* _GOAL_
Name each publication quoted in the piece on the 2014 Sundance Film Festival below, listing each one only once.

#### QUOTED TEXT

The 2014 Sundance Film Festival is just starting to wrap up, and as it's usually the first venue to see what upcoming films might make a splash this year, it's time to look at several that received rapturous response and have already been bought by a distributor. These are the ones that caught my eye, and will be released sometime in the coming months:
WHIPLASH; Miles Teller, J.K. Simmons. Dir. Damien Chazelle
Miles Teller, the standout from The Spectacular Now, stars in this film about a teenage drummer who's run through the ringer by a near sadistic music teacher (J.K. Simmons). This was the first film of the festival to grab everybody's attention.
"This is a muscular and accomplished work of kinetic cinema based around two tremendous acting performances." (Salon)
"The film is gripping, funny and inspiring: Imagine 'The Karate Kid' with Mr. Miyagi played by R. Lee Armey." (New York Post)
LAGGIES; Keira Knightley, Sam Rockwell. Dir. Lynn Shelton
The new dramedy from indie director Lynn Shelton stars Keira Knightley as a directionless young woman who befriends teenager Chloe Grace Moretz. It also received a very positive response from the festival crowd and was picked up the new studio A24 for release.
"Funny, human, clean and still messy, 'Laggies' is the indie film equivalent of a bumblebee- it shouldn't be able to fly and manuever, but it does and does so superbly." (Film.com)
"Keira Knightley gives a delightfully loose-limbed performance in Lynn Shelton's polished sixth feature." (Variety)
THE SKELETON TWINS; Bill Hader, Kristen Wiig. Dir. Craig Johnson
I'm looking forward to this one- starring Bill Hader and Kristen Wiig as an estranged brother and sister who reunite after his suicide attempt, the performances are both highly praised and their chemistry is tops, as usual. Another comedy-drama, the kind of movie that tends to shine at Sundance.
"Sibling bonds are fertile territory for indie dramedies, but 'The Skeleton Twins' distinguishes itself from the pack with a pair of knockout performances from SNL veterans Bill Hader and Kristen Wiig." (Variety)

########
#### RAW DATA

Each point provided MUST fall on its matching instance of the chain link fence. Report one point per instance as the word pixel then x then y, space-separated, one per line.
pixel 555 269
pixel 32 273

########

* _COMPLETE ANSWER_
Salon, New York Post, Film.com, Variety